▼

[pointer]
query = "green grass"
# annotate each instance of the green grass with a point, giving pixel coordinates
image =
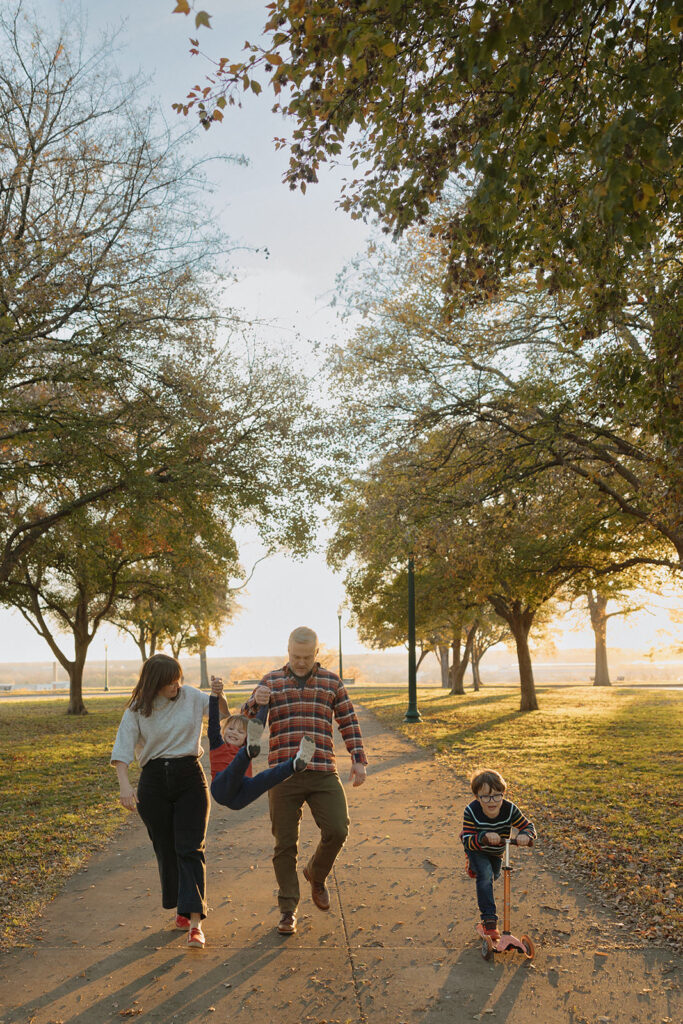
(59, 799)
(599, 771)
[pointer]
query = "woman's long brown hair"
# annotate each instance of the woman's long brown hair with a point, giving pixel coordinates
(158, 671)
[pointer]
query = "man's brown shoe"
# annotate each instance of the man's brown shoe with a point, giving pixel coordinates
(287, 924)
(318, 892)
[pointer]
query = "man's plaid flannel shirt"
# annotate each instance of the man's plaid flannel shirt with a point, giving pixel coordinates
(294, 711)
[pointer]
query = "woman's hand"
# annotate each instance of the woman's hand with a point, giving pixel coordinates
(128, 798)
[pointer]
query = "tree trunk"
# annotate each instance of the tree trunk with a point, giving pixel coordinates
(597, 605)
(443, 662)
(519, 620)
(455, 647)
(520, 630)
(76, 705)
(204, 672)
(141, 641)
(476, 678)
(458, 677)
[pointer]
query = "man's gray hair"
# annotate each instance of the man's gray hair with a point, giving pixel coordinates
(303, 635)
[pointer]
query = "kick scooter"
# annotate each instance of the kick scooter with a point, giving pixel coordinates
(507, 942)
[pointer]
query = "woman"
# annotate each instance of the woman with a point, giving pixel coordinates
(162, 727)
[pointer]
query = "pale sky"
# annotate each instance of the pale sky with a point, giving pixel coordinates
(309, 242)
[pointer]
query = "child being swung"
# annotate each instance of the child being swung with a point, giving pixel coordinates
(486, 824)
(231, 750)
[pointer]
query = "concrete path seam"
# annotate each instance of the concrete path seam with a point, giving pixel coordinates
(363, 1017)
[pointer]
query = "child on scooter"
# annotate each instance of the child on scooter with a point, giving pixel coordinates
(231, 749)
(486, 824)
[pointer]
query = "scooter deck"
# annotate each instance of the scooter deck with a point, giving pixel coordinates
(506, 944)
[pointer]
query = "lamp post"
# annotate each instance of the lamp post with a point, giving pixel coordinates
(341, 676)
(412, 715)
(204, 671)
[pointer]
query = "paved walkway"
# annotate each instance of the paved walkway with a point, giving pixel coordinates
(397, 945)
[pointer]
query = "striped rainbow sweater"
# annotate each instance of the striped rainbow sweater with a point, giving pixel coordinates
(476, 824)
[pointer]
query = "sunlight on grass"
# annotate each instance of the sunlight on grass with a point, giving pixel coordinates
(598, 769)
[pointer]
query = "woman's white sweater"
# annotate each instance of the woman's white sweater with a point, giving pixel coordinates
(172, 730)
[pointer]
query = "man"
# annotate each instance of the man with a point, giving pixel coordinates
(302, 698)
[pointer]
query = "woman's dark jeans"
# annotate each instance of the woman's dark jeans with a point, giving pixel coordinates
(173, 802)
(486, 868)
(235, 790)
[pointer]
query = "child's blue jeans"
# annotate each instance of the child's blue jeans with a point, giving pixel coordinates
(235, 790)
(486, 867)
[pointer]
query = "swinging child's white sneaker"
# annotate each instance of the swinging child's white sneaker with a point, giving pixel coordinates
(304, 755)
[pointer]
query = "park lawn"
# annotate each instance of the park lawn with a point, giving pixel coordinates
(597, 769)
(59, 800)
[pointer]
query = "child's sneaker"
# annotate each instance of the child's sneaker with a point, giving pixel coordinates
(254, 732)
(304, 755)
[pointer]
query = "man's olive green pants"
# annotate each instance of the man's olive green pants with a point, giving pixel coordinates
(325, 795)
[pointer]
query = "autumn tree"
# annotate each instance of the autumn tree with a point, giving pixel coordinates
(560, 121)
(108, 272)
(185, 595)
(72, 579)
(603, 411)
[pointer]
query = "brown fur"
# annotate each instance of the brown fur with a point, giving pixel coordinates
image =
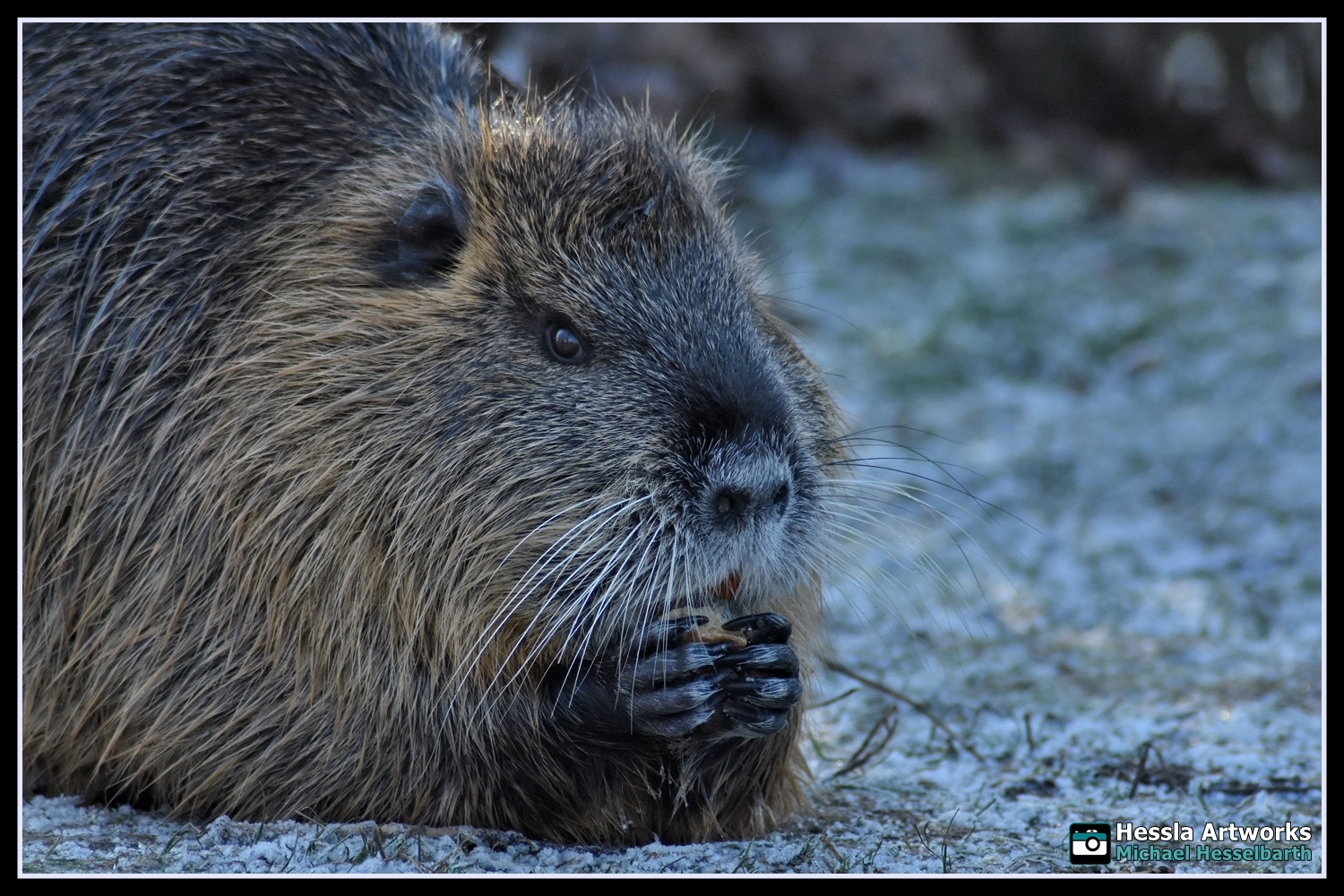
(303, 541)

▲

Without including any picture, reproduce all of the material exactly.

[pointer]
query = "green grass"
# annotate each instance of the green grass with a point, giving pixel coordinates
image =
(59, 799)
(599, 771)
[pointer]
query = "woman's long brown hair"
# annotate each instance of the woman's long brown hair with a point, giving pixel coordinates
(158, 671)
[pointer]
query = "man's brown shoe"
# annotate each instance of the man's brown shoe with a point, giving pixel coordinates
(287, 924)
(318, 892)
[pointer]
query = "man's plaid flannel shirt"
# annotate each instance of the man's plaid flannel shirt with a point, giving pixel coordinates
(294, 711)
[pointer]
query = "woman's hand"
# annotate each instance of the woman's hand with a point, giving pixel coordinates
(128, 798)
[pointer]
query = "tree trunk"
# annotate each instance of the tree trunk with a point, giving pixel coordinates
(597, 605)
(443, 662)
(519, 620)
(455, 647)
(520, 630)
(76, 705)
(204, 672)
(141, 641)
(476, 678)
(458, 677)
[pointer]
query = "man's gray hair"
# annotate each instance of the man's gray hair with a point, giving pixel coordinates
(303, 635)
[pointer]
query = "kick scooter"
# annotate each instance of the kick scooter with a point, giving pixel coordinates
(507, 942)
[pointer]
query = "woman"
# annotate each instance of the woman with a point, giving pixel coordinates
(162, 727)
[pointer]
query = "pale sky"
# annotate each instance of the pale sky with a point, giving pixel coordinates
(309, 242)
[pointer]
query = "child being swung"
# annotate each instance of the child being swung with a point, giving pixel coordinates
(486, 824)
(231, 750)
[pointer]
query = "concrete path seam"
# annotate each instance of the concrete path seam with a point, giving pixel coordinates
(363, 1017)
[pointer]
query = "child on scooter"
# annotate each instance of the child on scooter with a point, giving pixel coordinates
(231, 749)
(486, 824)
[pointer]
query = "scooter deck"
# annotate each instance of the scooter deck with a point, giving pixel coordinates
(506, 944)
[pointer]
query = "lamp post"
# annotate each instance of the lamp post with a point, giving pixel coordinates
(341, 676)
(412, 715)
(204, 671)
[pointer]
query = "paved walkway"
# annotate each instance of the paved walkway with a point, giving pixel coordinates
(397, 945)
[pointer]
query = "striped rainbow sweater"
# annotate each instance of the striped rainbow sweater with a point, giving pixel coordinates
(476, 824)
[pointer]
query = "sunlight on grass"
# annotate each instance of the sunlight on grass with a point, giving pixel coordinates
(598, 769)
[pointer]
query = "woman's white sweater"
# annotate each instance of the woman's white sweater with a point, giving pixel coordinates
(172, 730)
[pointer]
query = "man"
# annotate each instance of the man with a point, giving pixel coordinates
(302, 698)
[pointer]
query = "woman's dark jeans"
# annotate each instance of the woman's dark jeans with a point, giving pixel coordinates
(173, 802)
(486, 868)
(235, 790)
[pointer]
query = "child's blue jeans"
# annotate each instance of the child's blue jeans with a point, giving pixel coordinates
(235, 790)
(486, 867)
[pointer]
query = "swinging child's white sneaker"
# annotate each instance of the swinging child's white sneaker with a point, giving pixel coordinates
(304, 755)
[pointer]
query = "park lawn"
# annotate each instance of the park lawn with a point, giving pixel coordinates
(597, 769)
(59, 800)
[pointer]
query = "child's sneaker"
# annotate each instance of the child's sneaker with a point, giving pixel coordinates
(254, 732)
(304, 755)
[pointer]
query = "man's olive green pants"
# annotate each instance of the man's olive green pants with a point, giving pixel coordinates
(325, 795)
[pointer]
query = "autumn tree"
# annotate each instance of the autumn tree with a point, giving pixel coordinates
(560, 121)
(108, 272)
(185, 595)
(72, 579)
(603, 411)
[pointer]
query = "brown fur"
# annotate each instance of the brown fur with a point, giving pixel coordinates
image =
(303, 541)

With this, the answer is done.